#### Problem:
From the entries below, pull out each line where "jeans" appears.

#### Image point grounding data:
= Beginning of Section =

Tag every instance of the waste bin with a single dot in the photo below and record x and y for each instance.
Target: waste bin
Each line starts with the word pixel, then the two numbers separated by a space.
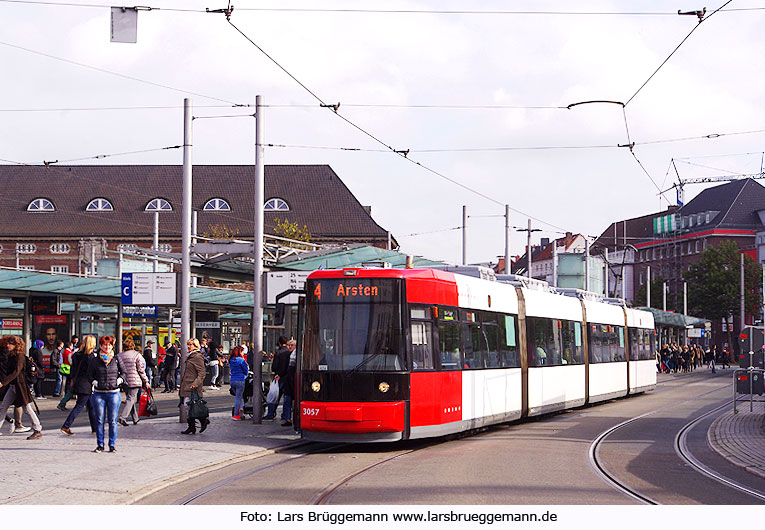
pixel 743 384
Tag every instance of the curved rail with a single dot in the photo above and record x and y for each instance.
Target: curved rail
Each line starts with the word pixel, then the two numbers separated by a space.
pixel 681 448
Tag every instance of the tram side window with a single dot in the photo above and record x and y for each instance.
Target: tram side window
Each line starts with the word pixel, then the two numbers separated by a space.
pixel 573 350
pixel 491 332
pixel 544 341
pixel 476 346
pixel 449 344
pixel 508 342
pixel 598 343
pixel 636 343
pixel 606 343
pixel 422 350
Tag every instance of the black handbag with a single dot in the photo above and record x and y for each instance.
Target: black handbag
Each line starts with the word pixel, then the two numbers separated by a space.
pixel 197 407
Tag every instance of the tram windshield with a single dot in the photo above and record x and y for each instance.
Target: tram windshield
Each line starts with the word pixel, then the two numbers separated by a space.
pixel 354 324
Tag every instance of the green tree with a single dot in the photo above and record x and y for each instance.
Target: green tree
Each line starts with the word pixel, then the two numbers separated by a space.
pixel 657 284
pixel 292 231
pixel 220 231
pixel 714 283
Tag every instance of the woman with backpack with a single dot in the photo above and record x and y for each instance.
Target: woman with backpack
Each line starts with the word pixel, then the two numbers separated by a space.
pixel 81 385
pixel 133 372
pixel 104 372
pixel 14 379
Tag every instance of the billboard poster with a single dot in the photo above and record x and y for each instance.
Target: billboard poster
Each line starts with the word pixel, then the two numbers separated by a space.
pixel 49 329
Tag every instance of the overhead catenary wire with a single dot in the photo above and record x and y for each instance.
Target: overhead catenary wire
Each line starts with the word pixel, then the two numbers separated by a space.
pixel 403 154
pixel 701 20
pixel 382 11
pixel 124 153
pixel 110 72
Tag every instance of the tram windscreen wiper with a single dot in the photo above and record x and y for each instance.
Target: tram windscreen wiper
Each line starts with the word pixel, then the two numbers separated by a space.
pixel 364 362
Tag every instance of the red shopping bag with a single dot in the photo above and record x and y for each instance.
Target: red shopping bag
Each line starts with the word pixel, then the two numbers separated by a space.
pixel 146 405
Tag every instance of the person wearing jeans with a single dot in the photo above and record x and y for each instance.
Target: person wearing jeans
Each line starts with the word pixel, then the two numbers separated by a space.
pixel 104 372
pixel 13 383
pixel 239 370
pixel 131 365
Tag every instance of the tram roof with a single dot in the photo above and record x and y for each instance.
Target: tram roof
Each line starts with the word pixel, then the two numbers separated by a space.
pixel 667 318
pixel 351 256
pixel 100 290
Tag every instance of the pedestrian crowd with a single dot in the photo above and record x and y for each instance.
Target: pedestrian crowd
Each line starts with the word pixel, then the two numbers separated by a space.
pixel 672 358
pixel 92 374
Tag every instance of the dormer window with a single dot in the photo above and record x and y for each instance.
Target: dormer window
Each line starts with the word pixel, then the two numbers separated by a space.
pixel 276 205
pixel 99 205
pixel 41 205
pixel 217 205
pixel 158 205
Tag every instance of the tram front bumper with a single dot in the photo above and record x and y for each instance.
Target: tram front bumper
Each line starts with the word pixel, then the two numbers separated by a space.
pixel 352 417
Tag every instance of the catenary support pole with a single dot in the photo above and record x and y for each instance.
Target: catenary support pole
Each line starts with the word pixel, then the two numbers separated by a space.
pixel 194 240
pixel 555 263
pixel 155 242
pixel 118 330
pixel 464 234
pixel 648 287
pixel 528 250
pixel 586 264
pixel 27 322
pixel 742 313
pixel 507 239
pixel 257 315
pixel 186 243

= End of Section =
= Beginning of Section =

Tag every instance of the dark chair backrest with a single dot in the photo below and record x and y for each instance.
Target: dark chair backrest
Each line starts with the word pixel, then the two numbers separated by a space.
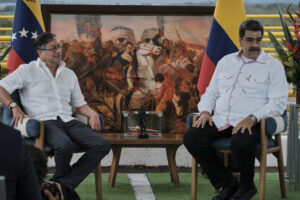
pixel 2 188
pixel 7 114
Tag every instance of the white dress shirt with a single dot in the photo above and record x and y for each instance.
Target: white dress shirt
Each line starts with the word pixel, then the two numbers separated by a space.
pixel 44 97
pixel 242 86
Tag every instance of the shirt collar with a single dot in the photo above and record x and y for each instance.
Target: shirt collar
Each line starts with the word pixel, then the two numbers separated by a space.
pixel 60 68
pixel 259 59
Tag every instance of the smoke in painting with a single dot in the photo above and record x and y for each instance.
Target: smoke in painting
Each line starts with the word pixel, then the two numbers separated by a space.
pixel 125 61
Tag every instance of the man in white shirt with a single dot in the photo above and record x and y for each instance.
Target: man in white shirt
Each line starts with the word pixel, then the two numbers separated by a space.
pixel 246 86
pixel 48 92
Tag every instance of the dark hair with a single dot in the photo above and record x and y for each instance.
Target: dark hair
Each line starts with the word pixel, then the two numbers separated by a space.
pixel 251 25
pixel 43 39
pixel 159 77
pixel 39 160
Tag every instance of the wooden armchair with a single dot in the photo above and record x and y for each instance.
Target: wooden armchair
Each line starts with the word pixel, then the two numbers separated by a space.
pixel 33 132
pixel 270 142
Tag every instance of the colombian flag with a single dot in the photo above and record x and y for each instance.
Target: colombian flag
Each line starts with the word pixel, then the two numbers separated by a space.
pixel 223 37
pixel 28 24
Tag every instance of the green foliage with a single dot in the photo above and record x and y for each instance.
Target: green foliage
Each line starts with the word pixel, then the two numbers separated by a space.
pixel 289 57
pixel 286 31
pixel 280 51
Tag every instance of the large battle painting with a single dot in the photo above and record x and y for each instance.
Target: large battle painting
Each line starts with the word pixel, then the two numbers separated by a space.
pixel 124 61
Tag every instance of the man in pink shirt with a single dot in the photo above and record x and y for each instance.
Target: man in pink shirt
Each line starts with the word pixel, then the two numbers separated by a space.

= End of Section =

#### Written response:
Tag every instance of the person wearing jeans with a single dot in the photo above and record x and y for each instance.
Target: person wearing jeans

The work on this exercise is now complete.